Reproduce each of the following entries verbatim, line for line, without any alteration.

DATA SHOWN
◇ ◇ ◇ ◇

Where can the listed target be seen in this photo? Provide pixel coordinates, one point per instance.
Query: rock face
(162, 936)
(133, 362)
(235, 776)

◇ ◇ ◇ ◇

OUTPUT BELOW
Where can the listed target be seen in this photo? Provide pixel coordinates, one point per instance.
Query: rock face
(162, 936)
(133, 362)
(235, 776)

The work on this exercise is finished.